BEGIN Available records
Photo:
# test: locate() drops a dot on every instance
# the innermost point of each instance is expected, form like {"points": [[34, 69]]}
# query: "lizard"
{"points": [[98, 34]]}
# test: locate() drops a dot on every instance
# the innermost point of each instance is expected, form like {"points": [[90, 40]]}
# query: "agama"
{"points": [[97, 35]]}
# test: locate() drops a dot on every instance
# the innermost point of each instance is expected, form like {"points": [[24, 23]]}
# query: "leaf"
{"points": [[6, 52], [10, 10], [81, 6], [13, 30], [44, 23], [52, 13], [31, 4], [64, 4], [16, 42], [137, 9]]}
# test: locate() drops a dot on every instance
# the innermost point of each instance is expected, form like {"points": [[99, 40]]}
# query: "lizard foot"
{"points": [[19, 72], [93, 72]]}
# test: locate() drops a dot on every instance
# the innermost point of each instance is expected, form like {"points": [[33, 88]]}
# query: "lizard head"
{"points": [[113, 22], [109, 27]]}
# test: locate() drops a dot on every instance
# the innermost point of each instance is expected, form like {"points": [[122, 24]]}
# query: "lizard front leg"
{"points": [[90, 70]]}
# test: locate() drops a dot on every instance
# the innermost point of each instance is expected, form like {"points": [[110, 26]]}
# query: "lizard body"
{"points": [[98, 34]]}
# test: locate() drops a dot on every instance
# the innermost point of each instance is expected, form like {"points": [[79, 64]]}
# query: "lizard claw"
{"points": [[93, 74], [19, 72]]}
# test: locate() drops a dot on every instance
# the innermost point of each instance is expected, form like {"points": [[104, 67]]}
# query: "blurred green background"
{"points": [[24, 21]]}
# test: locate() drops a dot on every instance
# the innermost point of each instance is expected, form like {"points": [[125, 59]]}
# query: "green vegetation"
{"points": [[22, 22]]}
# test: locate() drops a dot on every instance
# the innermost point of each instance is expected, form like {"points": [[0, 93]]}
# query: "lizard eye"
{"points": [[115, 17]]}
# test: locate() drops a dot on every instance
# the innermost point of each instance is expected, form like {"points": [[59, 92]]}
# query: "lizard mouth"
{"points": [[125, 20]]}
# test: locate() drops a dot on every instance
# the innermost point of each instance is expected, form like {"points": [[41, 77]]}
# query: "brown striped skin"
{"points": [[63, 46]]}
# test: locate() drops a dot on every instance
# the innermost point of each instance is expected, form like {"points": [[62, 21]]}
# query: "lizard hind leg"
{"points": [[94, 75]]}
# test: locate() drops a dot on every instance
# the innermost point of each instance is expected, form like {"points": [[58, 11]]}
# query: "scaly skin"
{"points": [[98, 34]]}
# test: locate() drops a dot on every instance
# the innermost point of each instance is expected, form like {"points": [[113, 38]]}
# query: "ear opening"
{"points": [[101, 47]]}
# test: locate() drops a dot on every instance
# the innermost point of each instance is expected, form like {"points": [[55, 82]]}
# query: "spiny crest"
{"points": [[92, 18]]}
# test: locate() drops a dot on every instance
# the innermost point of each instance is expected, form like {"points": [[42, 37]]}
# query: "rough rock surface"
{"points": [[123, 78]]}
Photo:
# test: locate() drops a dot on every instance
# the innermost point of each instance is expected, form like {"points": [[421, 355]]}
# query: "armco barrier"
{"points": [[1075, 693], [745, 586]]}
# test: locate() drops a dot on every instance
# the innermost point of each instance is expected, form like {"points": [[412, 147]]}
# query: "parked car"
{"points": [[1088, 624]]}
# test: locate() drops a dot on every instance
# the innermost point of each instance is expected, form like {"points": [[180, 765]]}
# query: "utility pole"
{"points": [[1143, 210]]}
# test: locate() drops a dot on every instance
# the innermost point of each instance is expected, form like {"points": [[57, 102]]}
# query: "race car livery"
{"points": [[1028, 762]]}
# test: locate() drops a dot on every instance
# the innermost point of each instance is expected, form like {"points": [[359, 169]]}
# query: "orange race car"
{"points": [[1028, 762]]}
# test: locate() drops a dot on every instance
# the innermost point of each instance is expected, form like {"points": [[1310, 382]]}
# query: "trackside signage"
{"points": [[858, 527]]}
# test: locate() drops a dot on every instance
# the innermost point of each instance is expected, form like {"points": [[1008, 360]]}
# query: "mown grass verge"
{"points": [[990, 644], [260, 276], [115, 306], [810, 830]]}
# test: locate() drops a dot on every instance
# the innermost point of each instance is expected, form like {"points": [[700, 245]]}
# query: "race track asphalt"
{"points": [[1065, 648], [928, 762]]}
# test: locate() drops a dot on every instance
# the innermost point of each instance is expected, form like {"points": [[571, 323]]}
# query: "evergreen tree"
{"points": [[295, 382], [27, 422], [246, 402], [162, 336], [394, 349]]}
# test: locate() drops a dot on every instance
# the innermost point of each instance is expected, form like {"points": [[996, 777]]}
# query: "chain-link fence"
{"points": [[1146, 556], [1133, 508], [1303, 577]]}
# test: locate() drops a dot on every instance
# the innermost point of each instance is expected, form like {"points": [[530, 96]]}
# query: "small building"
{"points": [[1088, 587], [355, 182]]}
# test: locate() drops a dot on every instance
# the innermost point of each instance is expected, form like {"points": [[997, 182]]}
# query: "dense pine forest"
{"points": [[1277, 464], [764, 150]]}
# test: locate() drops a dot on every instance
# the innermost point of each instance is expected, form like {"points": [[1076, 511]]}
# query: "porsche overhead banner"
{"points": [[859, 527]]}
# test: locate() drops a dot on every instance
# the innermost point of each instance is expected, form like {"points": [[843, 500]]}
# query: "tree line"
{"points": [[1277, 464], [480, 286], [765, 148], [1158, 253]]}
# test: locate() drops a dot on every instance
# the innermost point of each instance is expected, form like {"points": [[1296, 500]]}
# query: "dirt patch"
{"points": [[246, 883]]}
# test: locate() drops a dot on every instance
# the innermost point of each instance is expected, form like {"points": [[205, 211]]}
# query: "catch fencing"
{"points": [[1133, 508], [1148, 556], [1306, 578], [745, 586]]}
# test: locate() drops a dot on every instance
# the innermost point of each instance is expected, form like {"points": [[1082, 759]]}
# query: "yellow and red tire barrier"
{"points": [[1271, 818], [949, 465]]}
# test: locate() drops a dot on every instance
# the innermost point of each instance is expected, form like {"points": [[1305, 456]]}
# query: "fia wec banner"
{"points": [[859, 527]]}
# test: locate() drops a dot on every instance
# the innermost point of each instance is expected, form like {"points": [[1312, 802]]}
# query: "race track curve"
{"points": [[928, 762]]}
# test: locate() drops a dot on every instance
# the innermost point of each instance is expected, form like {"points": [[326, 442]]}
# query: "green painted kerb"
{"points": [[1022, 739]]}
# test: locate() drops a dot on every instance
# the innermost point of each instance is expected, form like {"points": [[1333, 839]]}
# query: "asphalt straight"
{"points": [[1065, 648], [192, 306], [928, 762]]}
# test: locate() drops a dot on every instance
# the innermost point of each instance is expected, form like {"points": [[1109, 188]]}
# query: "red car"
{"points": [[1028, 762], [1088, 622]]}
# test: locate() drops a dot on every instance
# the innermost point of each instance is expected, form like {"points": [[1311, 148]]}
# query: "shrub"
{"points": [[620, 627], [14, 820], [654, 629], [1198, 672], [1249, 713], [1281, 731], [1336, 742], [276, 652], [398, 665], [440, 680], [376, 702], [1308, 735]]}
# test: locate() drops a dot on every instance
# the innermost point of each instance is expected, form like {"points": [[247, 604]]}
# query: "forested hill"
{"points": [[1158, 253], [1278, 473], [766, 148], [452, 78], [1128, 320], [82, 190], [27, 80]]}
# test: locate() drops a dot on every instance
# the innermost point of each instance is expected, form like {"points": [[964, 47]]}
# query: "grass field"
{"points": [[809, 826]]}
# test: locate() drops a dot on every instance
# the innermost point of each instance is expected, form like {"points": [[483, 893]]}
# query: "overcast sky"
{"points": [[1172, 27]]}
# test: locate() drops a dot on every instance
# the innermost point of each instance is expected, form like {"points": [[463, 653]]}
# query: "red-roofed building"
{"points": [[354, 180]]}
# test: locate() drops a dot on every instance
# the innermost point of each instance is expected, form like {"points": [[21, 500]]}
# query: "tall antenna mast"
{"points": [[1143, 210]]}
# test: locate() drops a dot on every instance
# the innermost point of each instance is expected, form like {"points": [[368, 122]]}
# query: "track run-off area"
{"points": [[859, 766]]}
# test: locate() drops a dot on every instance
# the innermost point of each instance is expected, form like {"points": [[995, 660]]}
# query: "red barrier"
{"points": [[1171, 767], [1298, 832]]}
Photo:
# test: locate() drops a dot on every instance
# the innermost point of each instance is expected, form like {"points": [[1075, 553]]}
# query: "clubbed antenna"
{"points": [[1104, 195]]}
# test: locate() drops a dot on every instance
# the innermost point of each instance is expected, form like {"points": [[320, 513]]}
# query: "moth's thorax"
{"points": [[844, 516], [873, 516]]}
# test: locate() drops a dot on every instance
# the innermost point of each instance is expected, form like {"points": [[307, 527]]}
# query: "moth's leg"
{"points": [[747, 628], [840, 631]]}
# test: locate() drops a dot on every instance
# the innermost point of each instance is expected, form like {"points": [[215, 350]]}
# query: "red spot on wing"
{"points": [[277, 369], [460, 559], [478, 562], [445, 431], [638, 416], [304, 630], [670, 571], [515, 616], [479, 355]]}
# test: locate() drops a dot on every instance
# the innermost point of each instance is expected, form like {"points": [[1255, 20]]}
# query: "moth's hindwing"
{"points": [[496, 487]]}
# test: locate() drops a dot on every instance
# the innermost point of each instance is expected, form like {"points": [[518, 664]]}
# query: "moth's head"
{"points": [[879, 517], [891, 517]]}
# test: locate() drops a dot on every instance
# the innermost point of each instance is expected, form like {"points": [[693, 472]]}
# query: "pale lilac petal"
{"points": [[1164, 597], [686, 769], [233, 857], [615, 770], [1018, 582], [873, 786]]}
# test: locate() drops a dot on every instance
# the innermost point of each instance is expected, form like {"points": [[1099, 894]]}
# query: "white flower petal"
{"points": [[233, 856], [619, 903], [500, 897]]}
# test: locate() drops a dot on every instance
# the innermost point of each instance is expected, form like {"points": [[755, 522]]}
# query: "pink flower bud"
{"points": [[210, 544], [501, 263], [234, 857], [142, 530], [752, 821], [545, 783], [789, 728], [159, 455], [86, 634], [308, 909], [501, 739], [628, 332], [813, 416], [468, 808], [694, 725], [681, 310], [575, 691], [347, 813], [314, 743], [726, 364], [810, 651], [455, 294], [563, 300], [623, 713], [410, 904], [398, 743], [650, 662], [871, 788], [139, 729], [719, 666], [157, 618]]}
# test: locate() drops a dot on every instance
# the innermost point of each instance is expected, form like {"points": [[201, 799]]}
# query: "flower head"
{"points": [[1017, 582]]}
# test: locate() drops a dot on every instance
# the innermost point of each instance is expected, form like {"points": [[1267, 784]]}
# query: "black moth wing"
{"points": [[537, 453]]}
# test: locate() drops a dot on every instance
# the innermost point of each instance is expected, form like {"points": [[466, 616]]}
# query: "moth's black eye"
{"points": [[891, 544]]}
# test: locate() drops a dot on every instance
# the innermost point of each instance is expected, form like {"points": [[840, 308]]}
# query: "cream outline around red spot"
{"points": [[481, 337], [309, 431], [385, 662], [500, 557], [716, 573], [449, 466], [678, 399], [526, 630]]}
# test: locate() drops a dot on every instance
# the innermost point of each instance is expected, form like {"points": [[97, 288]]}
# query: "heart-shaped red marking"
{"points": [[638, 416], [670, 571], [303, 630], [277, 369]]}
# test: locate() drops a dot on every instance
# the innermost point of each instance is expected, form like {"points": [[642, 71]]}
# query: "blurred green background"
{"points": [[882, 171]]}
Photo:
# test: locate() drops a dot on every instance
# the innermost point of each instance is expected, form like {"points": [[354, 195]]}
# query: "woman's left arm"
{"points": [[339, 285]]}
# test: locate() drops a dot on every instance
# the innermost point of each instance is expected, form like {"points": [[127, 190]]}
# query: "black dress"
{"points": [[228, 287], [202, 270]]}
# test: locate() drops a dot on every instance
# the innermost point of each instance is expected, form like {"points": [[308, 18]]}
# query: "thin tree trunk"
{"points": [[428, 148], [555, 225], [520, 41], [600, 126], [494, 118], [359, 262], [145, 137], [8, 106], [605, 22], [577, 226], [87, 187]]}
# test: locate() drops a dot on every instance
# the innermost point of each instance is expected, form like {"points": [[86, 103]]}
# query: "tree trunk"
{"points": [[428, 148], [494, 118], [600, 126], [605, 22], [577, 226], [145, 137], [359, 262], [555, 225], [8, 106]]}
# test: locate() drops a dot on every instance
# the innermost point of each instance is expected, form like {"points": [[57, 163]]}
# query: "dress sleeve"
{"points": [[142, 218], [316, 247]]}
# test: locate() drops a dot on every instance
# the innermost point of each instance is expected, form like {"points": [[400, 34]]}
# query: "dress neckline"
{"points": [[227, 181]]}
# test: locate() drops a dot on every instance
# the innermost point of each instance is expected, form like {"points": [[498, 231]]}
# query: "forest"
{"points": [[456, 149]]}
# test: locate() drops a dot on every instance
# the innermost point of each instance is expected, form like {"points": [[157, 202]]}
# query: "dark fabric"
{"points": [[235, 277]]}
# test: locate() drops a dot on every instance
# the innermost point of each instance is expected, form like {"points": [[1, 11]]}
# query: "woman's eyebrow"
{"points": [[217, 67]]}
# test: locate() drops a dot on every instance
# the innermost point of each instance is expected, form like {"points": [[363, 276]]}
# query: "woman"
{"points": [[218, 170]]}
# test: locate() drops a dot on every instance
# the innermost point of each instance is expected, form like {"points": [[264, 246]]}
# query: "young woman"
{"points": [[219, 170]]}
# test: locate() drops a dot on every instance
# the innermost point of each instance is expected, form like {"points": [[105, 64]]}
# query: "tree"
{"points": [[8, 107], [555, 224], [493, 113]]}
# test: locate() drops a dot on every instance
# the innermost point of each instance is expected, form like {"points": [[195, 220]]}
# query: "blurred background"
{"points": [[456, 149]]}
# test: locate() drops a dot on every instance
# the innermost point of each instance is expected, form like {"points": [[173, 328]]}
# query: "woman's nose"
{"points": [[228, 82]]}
END Available records
> _What you need to do_:
Please return every line from the records above that contains the word "tree".

> _Worked solution_:
# query: "evergreen tree"
# query: "tree line"
# query: "thin tree trunk"
# query: "tree trunk"
# query: "tree"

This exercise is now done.